- **Aim of the exercise**
Update the stretch from the line containing "Find the purple" through the end of the material by replacing "purple sky" with "violet sky", leaving all else unchanged, and give only those lines.

- **Records for this exercise**
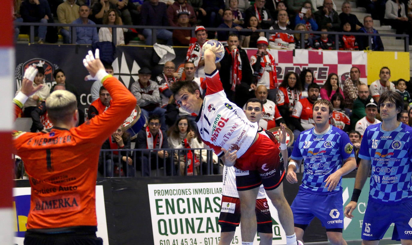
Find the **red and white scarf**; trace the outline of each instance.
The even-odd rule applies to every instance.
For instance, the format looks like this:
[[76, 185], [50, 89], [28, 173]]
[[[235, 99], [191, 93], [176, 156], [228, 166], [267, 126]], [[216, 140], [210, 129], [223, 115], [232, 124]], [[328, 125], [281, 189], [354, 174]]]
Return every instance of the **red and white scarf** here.
[[162, 148], [162, 144], [163, 142], [163, 134], [162, 130], [159, 129], [159, 132], [153, 138], [149, 126], [146, 127], [146, 142], [147, 149], [159, 149]]

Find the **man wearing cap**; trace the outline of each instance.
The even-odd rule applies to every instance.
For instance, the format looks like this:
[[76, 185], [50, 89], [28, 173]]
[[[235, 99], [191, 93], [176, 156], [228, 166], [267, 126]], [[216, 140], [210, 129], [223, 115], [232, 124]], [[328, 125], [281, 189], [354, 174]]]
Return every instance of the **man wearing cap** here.
[[[189, 23], [189, 13], [185, 12], [180, 12], [177, 16], [177, 26], [189, 27], [191, 26]], [[190, 43], [191, 37], [191, 30], [175, 29], [173, 30], [173, 45], [188, 46]]]
[[160, 95], [157, 83], [150, 79], [152, 71], [147, 67], [139, 70], [139, 79], [131, 85], [130, 91], [137, 99], [137, 105], [140, 107], [142, 115], [147, 119], [152, 114], [160, 118], [161, 128], [164, 131], [167, 130], [164, 114], [166, 109], [159, 106]]
[[251, 84], [255, 86], [252, 83], [253, 73], [248, 55], [239, 47], [239, 38], [234, 33], [229, 35], [225, 50], [220, 72], [223, 89], [229, 100], [241, 107], [250, 97]]
[[391, 70], [384, 66], [379, 71], [379, 79], [370, 84], [369, 91], [375, 103], [377, 103], [381, 95], [384, 92], [390, 90], [395, 92], [395, 84], [389, 80], [391, 78]]
[[178, 26], [179, 14], [187, 13], [189, 22], [190, 25], [194, 25], [197, 22], [196, 15], [194, 14], [193, 7], [186, 3], [186, 0], [176, 0], [173, 4], [167, 7], [167, 19], [171, 26]]
[[[267, 98], [272, 101], [276, 100], [276, 90], [279, 86], [275, 59], [266, 49], [269, 43], [265, 37], [258, 39], [256, 44], [258, 52], [250, 57], [253, 76], [257, 80], [256, 86], [265, 85], [267, 89]], [[256, 89], [256, 86], [253, 89]]]
[[194, 28], [194, 35], [197, 41], [189, 47], [186, 54], [185, 62], [190, 61], [196, 67], [197, 77], [204, 77], [205, 62], [200, 54], [202, 46], [207, 40], [207, 32], [203, 26], [198, 26]]
[[366, 115], [358, 121], [355, 127], [355, 130], [359, 132], [362, 136], [368, 126], [377, 124], [381, 122], [381, 121], [375, 118], [378, 113], [378, 106], [375, 103], [369, 102], [367, 104], [365, 112]]

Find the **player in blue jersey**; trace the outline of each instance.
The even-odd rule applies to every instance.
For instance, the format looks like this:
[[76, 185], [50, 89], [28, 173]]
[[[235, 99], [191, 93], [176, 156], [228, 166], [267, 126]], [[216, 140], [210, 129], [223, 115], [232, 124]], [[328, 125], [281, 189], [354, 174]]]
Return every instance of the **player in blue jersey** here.
[[[302, 184], [290, 208], [296, 238], [302, 240], [305, 229], [316, 217], [326, 229], [333, 245], [346, 245], [343, 230], [342, 176], [356, 166], [353, 147], [346, 133], [329, 124], [333, 107], [326, 100], [313, 104], [315, 127], [300, 133], [288, 167], [286, 180], [297, 182], [295, 172], [303, 159]], [[312, 204], [317, 203], [316, 206]]]
[[365, 131], [355, 186], [345, 215], [353, 217], [358, 199], [370, 170], [369, 198], [362, 228], [363, 245], [377, 245], [392, 223], [392, 240], [412, 244], [412, 128], [399, 121], [402, 98], [392, 91], [379, 98], [382, 122]]

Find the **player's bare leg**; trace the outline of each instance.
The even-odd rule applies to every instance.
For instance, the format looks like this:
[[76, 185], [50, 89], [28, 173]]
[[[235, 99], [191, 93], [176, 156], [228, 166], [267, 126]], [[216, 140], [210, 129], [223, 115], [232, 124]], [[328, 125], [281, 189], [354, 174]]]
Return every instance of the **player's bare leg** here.
[[240, 231], [242, 242], [253, 242], [255, 238], [257, 225], [255, 209], [259, 188], [258, 187], [250, 190], [238, 191], [240, 199]]

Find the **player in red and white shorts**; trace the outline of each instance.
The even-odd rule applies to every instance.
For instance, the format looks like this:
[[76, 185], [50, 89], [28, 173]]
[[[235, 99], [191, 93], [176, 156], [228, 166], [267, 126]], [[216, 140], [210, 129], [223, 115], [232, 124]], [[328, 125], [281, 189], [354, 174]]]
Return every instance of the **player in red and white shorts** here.
[[[287, 245], [296, 245], [293, 215], [281, 182], [276, 177], [284, 175], [284, 172], [276, 170], [281, 165], [279, 149], [268, 136], [258, 133], [257, 124], [249, 121], [243, 111], [226, 98], [215, 63], [217, 50], [214, 45], [204, 52], [207, 89], [204, 98], [199, 86], [190, 81], [176, 82], [171, 90], [178, 104], [188, 112], [198, 114], [196, 121], [204, 142], [217, 155], [224, 156], [226, 166], [234, 165], [239, 170], [236, 184], [241, 201], [242, 245], [253, 243], [256, 230], [256, 199], [259, 187], [263, 184], [278, 211]], [[283, 147], [286, 144], [282, 145]], [[248, 177], [244, 177], [245, 181], [238, 180], [239, 176], [246, 176]]]

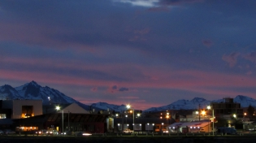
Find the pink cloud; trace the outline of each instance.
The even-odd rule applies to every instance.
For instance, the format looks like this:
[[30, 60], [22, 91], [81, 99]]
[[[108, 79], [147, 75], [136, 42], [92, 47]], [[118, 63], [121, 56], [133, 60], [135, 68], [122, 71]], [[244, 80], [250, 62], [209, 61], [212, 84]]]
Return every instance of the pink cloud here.
[[240, 53], [233, 52], [229, 55], [223, 55], [222, 59], [227, 62], [229, 64], [229, 67], [232, 67], [236, 64], [237, 57], [240, 55]]
[[213, 42], [210, 40], [203, 40], [202, 44], [209, 48], [213, 45]]
[[98, 91], [98, 88], [97, 87], [93, 87], [91, 89], [92, 92], [97, 92]]
[[251, 52], [246, 55], [243, 55], [243, 58], [251, 62], [256, 63], [256, 52]]
[[138, 99], [139, 97], [119, 97], [117, 98], [119, 98], [119, 99]]

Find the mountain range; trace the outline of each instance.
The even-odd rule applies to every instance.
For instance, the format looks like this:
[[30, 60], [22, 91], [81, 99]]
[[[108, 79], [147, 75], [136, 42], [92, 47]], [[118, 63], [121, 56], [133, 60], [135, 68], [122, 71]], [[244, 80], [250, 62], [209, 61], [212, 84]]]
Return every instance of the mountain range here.
[[[85, 110], [96, 109], [96, 110], [111, 110], [115, 111], [121, 111], [126, 110], [124, 105], [118, 106], [113, 104], [108, 104], [106, 102], [93, 103], [90, 106], [83, 104], [75, 99], [66, 96], [63, 93], [51, 89], [48, 86], [42, 87], [37, 84], [35, 81], [31, 81], [24, 85], [13, 88], [11, 85], [5, 84], [0, 86], [0, 100], [6, 99], [37, 99], [42, 100], [43, 105], [50, 103], [58, 104], [70, 104], [77, 103], [79, 106]], [[246, 96], [237, 95], [234, 98], [234, 102], [241, 103], [241, 107], [248, 107], [249, 105], [256, 107], [256, 100]], [[150, 109], [143, 110], [144, 112], [156, 112], [167, 110], [193, 110], [198, 109], [199, 105], [201, 108], [204, 108], [210, 105], [210, 102], [220, 102], [223, 99], [207, 101], [202, 98], [194, 98], [192, 100], [178, 100], [171, 104], [159, 107], [151, 107]]]

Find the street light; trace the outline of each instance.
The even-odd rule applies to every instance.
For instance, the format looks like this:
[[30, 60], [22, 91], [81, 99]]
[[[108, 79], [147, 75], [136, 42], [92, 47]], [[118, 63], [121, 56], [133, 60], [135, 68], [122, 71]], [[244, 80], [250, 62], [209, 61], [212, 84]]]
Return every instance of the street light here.
[[[60, 107], [58, 106], [56, 106], [56, 110], [60, 110]], [[63, 124], [63, 127], [62, 127], [62, 130], [63, 130], [63, 132], [64, 132], [64, 130], [63, 130], [63, 110], [62, 110], [62, 124]]]
[[[126, 106], [128, 109], [131, 108], [131, 106], [128, 104]], [[132, 109], [132, 108], [131, 108]], [[133, 119], [133, 130], [134, 130], [134, 109], [132, 108], [132, 119]]]
[[149, 128], [150, 128], [150, 127], [149, 127], [149, 126], [150, 126], [150, 124], [148, 123], [147, 124], [148, 124], [148, 132], [149, 132]]
[[[210, 106], [207, 106], [208, 110], [210, 110]], [[212, 108], [212, 135], [215, 135], [215, 110]]]
[[[60, 106], [56, 106], [56, 110], [60, 110]], [[64, 124], [64, 121], [63, 121], [63, 111], [64, 111], [64, 110], [63, 109], [62, 110], [62, 130], [63, 130], [63, 132], [64, 132], [64, 128], [63, 128], [63, 124]], [[70, 131], [70, 128], [69, 128], [69, 110], [68, 110], [68, 115], [67, 115], [68, 116], [67, 116], [67, 128], [68, 128], [68, 131]]]

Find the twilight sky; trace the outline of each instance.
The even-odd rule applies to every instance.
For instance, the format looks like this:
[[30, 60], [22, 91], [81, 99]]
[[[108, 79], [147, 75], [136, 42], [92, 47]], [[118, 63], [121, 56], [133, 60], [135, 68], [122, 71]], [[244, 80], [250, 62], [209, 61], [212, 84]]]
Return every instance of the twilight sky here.
[[256, 98], [255, 0], [1, 0], [0, 86], [145, 110]]

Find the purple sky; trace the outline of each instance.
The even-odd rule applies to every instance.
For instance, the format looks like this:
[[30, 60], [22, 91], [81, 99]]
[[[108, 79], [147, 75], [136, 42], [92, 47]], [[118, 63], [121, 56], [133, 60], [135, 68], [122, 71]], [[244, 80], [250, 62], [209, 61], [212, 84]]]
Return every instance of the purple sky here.
[[254, 0], [1, 0], [0, 85], [137, 109], [256, 98]]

- **Result for this task**
Find the violet sky; trace the outline of each instance.
The even-odd rule applies to every instance.
For instance, the format looks like this:
[[30, 60], [22, 91], [81, 99]]
[[[108, 79], [147, 75], [136, 42], [92, 47]], [[118, 63], [121, 56], [133, 60], [135, 68], [122, 71]], [[244, 80], [250, 62], [209, 61], [212, 84]]]
Return every instance of the violet sky here.
[[254, 0], [1, 0], [0, 85], [137, 109], [256, 98]]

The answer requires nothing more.